**Problem to solve**.
In the rows below, please copy out word for word every line starting with the one containing "Where can you see the folded" and going on through the one containing "point(220, 143)", both included.

**Material**.

##############################

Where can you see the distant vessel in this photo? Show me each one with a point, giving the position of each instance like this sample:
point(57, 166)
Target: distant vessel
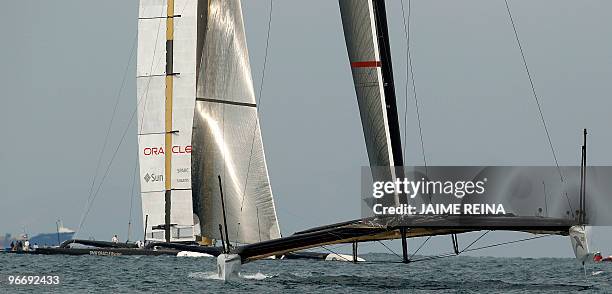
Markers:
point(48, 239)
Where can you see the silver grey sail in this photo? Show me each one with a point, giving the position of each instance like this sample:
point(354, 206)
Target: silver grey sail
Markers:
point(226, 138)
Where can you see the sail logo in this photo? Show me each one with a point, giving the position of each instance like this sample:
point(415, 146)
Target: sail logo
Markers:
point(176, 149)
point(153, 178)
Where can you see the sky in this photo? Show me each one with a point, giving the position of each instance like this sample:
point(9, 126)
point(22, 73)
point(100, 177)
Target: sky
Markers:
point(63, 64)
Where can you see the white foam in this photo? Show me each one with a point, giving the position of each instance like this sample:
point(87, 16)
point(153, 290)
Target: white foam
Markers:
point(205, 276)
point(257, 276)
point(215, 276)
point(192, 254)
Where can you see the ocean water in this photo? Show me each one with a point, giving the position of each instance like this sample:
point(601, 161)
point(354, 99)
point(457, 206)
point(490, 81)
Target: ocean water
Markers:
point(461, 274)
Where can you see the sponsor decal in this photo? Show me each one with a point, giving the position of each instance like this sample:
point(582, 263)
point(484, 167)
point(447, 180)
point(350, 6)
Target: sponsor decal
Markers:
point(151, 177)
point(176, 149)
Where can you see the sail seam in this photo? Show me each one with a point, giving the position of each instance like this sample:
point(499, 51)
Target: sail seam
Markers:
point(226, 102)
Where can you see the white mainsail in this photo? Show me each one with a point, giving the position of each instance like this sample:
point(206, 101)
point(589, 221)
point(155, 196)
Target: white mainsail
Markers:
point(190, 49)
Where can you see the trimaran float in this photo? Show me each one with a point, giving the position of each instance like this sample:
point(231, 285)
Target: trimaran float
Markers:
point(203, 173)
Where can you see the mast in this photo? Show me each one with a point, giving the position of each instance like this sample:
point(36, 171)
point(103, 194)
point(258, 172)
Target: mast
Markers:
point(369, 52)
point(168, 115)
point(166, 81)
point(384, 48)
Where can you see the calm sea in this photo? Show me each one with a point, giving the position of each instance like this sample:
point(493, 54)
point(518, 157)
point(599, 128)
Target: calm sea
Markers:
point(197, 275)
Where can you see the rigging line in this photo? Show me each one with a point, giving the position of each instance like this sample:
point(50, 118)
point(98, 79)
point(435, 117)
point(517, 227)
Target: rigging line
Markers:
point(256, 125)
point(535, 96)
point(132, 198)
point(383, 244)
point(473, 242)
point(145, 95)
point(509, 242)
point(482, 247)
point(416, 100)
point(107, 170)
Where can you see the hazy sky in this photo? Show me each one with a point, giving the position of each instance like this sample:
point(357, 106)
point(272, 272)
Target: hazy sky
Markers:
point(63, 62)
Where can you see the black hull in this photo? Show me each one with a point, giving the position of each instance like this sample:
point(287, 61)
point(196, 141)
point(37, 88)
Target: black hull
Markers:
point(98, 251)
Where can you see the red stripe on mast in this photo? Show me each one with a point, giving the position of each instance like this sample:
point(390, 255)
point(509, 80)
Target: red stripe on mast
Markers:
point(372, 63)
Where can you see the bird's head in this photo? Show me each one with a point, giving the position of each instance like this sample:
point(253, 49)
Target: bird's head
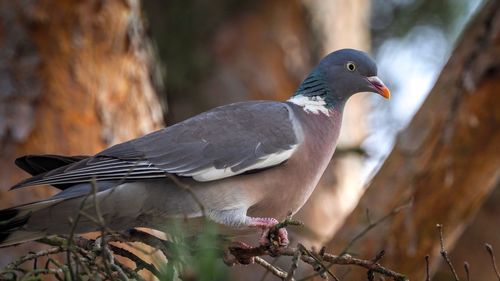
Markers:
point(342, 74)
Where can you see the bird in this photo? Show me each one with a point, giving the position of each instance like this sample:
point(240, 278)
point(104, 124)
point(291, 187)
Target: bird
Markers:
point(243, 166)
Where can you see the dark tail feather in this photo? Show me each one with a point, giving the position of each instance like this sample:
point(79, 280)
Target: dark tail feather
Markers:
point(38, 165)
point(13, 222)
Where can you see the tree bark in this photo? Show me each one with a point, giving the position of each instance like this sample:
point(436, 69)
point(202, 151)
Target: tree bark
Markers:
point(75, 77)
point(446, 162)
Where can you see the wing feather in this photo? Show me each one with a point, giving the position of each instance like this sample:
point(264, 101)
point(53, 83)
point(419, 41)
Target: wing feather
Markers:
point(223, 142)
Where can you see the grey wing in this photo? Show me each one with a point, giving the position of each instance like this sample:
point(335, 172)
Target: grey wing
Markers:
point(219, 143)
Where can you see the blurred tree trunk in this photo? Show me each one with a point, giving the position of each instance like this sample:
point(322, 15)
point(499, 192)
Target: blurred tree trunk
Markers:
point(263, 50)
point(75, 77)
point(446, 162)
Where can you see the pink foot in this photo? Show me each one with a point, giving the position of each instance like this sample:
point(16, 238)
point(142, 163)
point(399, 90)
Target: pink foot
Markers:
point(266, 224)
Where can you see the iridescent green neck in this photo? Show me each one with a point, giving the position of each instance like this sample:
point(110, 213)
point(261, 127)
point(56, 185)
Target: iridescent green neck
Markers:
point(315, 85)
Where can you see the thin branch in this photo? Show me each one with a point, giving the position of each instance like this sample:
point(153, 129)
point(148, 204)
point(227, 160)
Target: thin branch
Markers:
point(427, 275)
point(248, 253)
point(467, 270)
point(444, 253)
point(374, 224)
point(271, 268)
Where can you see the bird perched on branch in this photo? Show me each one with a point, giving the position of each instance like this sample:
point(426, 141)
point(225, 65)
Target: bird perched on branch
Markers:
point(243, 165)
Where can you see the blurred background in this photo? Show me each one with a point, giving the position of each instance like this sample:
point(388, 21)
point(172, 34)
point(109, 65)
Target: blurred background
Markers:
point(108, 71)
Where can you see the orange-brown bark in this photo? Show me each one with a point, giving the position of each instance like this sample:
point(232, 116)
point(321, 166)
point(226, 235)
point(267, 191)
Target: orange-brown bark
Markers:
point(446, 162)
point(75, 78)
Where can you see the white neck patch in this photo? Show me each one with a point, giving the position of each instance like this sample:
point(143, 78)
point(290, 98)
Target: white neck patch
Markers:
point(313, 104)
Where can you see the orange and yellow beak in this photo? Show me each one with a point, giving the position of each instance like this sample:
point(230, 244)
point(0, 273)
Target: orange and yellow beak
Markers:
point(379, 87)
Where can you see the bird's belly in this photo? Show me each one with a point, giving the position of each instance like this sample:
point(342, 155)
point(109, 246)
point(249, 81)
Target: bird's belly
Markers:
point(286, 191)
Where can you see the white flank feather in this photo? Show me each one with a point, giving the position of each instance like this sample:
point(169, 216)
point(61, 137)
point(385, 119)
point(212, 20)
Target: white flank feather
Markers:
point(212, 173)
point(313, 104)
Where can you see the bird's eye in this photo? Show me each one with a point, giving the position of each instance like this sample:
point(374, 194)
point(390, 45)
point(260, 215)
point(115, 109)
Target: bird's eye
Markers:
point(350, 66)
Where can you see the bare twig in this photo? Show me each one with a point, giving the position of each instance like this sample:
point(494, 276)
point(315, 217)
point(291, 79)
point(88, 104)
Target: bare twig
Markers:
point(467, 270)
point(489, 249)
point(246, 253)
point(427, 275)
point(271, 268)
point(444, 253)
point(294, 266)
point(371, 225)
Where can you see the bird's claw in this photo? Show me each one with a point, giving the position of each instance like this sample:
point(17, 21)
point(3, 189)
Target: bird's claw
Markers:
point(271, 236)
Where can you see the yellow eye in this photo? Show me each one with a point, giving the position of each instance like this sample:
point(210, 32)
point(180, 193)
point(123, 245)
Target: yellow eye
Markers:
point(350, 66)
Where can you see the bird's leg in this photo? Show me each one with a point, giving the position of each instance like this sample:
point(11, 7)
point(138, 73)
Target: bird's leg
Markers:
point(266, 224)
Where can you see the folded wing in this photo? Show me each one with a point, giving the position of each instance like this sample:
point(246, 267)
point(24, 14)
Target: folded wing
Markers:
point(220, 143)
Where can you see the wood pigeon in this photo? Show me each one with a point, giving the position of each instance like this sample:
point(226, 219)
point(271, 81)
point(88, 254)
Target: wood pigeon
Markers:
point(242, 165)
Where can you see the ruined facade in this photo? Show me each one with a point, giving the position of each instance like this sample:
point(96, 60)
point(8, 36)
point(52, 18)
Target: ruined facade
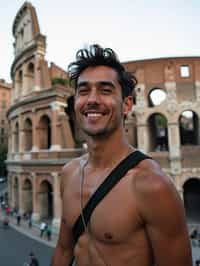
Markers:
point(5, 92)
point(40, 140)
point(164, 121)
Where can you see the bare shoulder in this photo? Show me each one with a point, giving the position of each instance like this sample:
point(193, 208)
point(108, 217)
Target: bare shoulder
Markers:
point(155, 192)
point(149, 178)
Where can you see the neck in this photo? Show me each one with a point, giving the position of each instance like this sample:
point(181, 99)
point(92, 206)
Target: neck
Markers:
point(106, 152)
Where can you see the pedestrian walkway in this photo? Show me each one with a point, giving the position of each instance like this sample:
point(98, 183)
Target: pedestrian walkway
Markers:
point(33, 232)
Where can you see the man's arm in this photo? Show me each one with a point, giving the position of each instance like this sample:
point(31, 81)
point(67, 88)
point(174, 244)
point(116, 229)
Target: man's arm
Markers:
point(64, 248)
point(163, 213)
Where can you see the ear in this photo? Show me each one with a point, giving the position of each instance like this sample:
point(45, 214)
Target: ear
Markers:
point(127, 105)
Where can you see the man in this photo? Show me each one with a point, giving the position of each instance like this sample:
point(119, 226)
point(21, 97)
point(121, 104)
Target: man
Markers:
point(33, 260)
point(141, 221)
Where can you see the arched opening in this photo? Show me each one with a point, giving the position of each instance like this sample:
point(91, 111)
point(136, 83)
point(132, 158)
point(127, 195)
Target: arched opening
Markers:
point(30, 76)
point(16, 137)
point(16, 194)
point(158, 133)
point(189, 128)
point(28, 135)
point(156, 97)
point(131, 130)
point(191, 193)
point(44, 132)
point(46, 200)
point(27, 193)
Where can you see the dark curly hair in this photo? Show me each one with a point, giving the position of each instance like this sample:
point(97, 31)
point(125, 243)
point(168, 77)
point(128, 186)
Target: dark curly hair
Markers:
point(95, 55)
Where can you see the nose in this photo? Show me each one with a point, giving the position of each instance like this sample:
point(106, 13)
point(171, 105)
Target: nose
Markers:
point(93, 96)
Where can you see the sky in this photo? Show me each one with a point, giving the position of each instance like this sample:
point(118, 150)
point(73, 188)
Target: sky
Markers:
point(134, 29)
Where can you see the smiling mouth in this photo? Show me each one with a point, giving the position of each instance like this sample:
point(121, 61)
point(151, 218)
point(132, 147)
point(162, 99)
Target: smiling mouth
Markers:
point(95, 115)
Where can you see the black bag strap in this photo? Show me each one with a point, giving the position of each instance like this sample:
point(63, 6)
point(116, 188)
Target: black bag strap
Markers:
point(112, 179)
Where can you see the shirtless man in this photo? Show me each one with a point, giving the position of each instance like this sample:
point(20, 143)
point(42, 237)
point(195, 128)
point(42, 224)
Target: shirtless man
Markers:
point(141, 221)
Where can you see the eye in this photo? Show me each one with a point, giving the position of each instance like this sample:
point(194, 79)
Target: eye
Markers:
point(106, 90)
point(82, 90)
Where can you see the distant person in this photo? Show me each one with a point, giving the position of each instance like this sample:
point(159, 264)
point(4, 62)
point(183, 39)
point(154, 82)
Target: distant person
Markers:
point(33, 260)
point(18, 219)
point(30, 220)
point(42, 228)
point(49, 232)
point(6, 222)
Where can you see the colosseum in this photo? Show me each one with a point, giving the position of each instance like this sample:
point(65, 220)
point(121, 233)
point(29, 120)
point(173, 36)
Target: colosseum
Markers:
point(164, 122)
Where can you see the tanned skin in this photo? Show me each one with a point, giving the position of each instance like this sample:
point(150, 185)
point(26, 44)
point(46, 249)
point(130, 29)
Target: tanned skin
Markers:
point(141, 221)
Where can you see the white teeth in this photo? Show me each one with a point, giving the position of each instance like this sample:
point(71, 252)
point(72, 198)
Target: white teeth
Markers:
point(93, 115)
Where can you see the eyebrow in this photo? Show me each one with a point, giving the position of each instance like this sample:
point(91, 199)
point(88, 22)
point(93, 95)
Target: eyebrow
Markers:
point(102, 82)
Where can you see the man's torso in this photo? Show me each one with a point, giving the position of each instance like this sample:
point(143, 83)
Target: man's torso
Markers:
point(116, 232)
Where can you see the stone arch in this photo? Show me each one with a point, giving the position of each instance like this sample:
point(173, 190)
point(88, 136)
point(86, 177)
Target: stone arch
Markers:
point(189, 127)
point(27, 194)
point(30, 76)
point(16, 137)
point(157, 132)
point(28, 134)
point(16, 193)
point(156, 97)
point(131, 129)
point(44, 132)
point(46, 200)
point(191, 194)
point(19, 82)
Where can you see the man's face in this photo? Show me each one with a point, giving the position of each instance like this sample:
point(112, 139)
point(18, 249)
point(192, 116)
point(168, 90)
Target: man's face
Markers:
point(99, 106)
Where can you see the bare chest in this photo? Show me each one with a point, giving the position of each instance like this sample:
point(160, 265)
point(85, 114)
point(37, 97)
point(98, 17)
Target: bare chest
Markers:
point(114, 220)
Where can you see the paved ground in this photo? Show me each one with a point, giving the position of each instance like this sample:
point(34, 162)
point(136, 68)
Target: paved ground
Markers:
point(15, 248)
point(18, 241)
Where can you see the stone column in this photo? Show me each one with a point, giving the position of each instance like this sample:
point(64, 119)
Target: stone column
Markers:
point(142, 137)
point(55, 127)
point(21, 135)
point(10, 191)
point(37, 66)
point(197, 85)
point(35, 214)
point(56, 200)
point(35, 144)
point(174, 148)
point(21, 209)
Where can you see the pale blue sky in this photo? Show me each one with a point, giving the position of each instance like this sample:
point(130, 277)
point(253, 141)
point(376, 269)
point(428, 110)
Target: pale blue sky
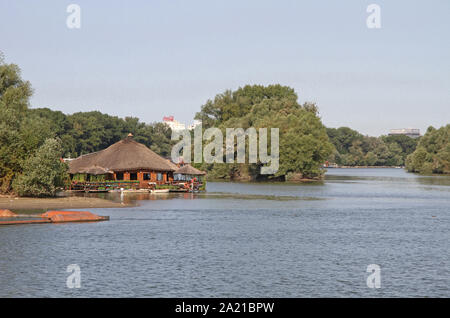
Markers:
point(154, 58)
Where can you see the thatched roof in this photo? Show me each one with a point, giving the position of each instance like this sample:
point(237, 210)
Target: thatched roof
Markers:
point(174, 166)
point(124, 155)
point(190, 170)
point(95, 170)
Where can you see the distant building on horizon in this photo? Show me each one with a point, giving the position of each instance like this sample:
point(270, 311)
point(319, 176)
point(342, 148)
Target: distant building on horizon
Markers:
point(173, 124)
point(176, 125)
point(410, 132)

##############################

**Response**.
Where can you see the folded wing in this photo? Show me each one with a point, giving the position of each instance like this sample:
point(246, 267)
point(24, 14)
Target: folded wing
Markers:
point(220, 143)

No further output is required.